Exercise requirements:
Recast every line of the records below as a Markdown table with the columns Row and Line, numbering the rows in order and omitting blank lines.

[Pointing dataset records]
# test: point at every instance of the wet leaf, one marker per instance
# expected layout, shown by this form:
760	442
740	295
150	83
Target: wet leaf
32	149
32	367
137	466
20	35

Task answer:
| Row | Line |
|---|---|
| 1 | # test: point at every instance of the wet leaf, one marker per instance |
| 2 | # expected layout, shown by this form: |
| 3 | 760	442 |
| 4 | 740	295 |
| 5 | 150	83 |
| 6 | Target: wet leaf |
| 7 | 32	149 |
| 8 | 32	367 |
| 9 | 137	466 |
| 10 | 20	35 |